By focusing on metabolic pathways implicated in CNS disorders by human genetics, Leal can work with well-understood enzymes and targets. This simplifies the development process compared to pursuing novel, poorly understood CNS-specific pathways, providing a clearer path to drug development.
Instead of targeting complex downstream glutamate receptors, Leal Therapeutics inhibits a single upstream enzyme, glutaminase. This mechanistically simpler approach avoids the off-target effects of receptor-based drugs and allows for direct, quantifiable measurement of target engagement, a major advantage in CNS trials.
Asa Abeliovich's career shift from academia to biotech was fueled by a growing disparity between deep genetic understanding of CNS disorders and the lack of effective clinical treatments. This gap represents a clear opportunity for scientifically-minded founders to translate knowledge into tangible therapies for patients.
In the difficult CNS space, novel drugs often fail because of an inability to prove target engagement in humans. By choosing metabolic targets, Leal can use clear biomarkers from blood tests or imaging to de-risk its programs and provide early proof of efficacy to investors, clinicians, and partners.
Leal Therapeutics intentionally built a team capable of developing both oral small molecules and nucleic acid drugs. This dual-modality platform provides strategic agility, allowing them to select the optimal therapeutic approach for a given disease, such as an intrathecal ASO for ALS and a brain-penetrant small molecule for broader indications.
Leal's work shows the link between the brain and metabolism is bidirectional. While developing drugs for CNS disorders, they discovered that engaging metabolic targets within the CNS can produce powerful peripheral effects, like selective fat loss, creating unexpected therapeutic opportunities in massive markets like obesity.

#### Provided records

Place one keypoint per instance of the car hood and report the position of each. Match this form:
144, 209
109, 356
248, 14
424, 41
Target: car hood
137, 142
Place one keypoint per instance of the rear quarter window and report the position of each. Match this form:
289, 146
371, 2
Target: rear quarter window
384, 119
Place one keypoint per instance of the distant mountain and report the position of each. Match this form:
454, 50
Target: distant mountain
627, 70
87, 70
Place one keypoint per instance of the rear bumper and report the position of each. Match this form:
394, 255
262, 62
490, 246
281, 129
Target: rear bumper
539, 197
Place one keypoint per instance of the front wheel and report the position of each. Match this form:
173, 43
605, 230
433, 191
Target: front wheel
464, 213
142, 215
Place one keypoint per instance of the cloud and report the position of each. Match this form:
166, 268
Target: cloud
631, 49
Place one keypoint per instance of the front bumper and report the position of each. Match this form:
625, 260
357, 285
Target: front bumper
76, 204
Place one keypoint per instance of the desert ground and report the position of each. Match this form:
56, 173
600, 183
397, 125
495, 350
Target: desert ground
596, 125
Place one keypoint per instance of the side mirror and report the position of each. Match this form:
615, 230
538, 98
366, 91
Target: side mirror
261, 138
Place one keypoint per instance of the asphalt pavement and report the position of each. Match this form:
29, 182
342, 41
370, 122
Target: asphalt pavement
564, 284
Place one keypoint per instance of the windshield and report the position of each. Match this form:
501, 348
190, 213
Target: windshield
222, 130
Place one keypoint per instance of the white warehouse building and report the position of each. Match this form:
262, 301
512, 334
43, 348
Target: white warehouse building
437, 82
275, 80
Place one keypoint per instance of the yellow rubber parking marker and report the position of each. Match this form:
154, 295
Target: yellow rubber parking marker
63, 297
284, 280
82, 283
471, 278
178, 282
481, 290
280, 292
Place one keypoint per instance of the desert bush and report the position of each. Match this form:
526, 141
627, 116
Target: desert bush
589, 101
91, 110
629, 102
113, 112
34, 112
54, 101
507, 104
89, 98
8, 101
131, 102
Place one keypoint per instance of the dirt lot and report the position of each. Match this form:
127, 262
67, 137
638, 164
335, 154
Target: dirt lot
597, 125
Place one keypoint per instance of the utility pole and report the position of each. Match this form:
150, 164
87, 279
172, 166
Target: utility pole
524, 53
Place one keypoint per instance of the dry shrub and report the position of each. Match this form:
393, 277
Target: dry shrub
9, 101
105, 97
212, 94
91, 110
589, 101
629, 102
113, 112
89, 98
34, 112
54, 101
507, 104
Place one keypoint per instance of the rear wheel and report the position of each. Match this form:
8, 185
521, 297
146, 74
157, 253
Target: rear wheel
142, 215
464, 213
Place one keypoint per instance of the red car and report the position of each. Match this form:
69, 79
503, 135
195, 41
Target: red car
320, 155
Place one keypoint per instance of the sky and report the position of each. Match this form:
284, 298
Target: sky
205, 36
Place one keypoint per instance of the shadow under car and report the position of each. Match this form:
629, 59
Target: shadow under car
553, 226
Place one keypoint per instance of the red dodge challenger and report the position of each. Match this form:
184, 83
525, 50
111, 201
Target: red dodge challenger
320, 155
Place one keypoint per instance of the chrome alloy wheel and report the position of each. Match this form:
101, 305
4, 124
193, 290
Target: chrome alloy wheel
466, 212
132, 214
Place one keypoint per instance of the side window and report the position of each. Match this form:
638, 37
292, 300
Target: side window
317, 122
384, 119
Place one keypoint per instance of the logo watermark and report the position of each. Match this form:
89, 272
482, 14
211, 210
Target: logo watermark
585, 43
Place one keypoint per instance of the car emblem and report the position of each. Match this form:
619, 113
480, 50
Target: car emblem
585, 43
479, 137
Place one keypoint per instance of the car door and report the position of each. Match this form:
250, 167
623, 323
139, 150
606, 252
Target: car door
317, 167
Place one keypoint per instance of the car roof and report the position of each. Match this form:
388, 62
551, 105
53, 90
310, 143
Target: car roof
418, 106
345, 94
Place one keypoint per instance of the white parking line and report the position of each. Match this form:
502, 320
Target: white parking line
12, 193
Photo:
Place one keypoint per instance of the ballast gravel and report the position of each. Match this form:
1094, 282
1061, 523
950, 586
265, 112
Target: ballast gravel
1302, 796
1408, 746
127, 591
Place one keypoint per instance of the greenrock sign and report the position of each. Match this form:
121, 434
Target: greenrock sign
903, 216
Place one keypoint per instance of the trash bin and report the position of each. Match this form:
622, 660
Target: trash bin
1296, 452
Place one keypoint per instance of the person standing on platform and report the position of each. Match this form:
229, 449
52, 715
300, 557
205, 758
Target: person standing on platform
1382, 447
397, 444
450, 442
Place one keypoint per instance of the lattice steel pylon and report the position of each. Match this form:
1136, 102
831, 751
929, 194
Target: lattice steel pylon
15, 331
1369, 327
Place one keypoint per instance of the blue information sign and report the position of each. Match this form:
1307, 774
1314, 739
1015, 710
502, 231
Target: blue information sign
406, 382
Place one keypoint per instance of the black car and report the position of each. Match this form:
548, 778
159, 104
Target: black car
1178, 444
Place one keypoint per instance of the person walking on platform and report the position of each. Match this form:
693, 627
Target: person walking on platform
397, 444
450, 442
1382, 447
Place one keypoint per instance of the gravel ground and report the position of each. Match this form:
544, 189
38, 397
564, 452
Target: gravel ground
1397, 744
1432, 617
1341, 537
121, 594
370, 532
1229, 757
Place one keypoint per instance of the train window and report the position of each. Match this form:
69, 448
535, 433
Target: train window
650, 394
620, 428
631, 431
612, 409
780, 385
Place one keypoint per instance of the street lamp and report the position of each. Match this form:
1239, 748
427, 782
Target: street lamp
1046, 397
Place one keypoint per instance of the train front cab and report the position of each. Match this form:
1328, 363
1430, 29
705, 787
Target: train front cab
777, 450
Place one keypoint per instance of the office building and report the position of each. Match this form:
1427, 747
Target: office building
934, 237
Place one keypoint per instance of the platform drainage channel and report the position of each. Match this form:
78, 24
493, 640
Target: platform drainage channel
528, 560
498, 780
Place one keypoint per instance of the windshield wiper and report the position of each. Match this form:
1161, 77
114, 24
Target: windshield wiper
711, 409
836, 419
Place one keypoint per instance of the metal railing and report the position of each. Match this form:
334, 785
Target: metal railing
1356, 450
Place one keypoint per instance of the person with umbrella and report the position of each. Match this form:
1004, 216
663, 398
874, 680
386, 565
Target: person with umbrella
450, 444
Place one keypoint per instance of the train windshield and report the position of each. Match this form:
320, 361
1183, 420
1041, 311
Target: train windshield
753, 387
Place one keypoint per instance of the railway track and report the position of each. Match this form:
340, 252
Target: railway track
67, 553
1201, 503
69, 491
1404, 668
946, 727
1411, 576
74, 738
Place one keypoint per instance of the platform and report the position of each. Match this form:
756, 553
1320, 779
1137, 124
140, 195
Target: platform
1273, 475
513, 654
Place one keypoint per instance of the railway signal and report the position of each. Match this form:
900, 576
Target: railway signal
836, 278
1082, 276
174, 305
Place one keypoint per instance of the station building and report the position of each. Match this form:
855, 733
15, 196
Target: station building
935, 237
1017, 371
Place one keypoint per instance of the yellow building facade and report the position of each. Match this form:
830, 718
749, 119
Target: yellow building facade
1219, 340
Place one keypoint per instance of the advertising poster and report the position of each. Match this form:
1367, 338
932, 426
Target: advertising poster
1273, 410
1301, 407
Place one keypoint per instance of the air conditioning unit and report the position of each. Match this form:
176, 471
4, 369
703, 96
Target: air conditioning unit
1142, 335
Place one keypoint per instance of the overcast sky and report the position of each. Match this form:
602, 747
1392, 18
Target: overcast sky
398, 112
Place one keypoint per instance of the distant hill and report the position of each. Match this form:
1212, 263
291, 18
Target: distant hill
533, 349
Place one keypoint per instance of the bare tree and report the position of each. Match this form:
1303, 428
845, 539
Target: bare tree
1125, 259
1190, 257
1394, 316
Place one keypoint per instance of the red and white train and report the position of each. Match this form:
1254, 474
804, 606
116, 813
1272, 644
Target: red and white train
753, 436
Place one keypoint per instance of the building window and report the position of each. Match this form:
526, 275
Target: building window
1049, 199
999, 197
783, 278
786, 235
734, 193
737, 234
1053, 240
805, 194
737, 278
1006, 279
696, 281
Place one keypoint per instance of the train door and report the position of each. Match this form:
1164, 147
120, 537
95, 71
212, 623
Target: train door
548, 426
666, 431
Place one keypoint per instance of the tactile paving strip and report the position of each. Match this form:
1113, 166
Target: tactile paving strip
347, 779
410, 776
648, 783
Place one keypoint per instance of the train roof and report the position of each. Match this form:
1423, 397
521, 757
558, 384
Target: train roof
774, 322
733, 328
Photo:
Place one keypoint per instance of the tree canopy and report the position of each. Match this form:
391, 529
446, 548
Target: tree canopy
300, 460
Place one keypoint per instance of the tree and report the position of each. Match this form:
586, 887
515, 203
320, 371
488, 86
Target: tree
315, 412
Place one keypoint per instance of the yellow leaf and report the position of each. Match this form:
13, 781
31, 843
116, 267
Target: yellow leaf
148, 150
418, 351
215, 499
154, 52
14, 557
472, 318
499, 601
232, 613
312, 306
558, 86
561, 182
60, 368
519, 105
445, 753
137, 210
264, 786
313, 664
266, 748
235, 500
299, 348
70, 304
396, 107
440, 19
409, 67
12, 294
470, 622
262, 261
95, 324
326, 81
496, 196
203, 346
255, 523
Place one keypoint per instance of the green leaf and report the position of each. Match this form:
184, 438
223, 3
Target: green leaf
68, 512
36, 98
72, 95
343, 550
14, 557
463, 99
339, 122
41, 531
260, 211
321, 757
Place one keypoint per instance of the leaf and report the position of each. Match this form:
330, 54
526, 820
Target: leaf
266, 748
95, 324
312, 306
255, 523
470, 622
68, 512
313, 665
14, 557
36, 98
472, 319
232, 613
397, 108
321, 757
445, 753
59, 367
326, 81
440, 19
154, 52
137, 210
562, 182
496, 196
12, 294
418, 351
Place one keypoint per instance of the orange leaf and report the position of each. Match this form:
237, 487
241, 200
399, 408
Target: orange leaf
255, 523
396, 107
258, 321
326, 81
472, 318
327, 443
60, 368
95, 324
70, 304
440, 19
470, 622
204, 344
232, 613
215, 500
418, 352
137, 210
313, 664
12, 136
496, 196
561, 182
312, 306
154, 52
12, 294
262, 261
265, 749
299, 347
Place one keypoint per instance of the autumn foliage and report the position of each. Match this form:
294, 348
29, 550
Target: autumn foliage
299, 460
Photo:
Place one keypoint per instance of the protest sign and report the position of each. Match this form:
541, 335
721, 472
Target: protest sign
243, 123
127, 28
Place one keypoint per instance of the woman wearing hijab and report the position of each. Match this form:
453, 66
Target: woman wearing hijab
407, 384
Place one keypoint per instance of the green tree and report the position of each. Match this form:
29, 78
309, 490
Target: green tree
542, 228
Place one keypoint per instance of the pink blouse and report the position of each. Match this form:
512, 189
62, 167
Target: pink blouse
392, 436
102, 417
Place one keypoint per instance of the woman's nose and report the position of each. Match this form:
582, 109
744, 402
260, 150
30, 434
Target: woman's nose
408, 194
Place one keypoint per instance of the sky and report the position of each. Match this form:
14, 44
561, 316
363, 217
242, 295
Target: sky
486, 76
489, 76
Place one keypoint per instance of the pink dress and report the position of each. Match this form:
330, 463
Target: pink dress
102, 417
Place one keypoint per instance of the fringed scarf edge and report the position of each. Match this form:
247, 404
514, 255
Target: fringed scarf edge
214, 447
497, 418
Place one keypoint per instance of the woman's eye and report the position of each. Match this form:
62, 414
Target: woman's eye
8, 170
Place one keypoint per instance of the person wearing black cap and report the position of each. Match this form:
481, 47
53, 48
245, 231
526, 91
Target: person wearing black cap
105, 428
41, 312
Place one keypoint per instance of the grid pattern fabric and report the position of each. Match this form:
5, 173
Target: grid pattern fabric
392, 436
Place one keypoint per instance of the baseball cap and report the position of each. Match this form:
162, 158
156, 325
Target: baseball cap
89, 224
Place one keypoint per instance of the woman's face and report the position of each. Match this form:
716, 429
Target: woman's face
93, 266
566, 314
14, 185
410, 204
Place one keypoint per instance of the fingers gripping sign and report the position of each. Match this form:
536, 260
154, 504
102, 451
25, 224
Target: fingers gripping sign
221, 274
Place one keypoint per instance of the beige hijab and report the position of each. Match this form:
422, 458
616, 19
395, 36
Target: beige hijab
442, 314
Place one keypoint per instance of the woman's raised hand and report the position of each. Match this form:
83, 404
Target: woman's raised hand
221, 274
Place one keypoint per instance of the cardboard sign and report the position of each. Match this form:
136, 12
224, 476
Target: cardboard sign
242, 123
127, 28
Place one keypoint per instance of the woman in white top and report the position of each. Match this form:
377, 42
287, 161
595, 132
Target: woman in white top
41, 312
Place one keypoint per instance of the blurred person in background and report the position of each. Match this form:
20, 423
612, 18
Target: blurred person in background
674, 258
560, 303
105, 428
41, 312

#### Your objective
Restate the text on Leal Therapeutics starting at the words "Leal's work shows" and ending after "markets like obesity.", updating it so that "bidirectional" reads "two-way".

#### Answer to this problem
Leal's work shows the link between the brain and metabolism is two-way. While developing drugs for CNS disorders, they discovered that engaging metabolic targets within the CNS can produce powerful peripheral effects, like selective fat loss, creating unexpected therapeutic opportunities in massive markets like obesity.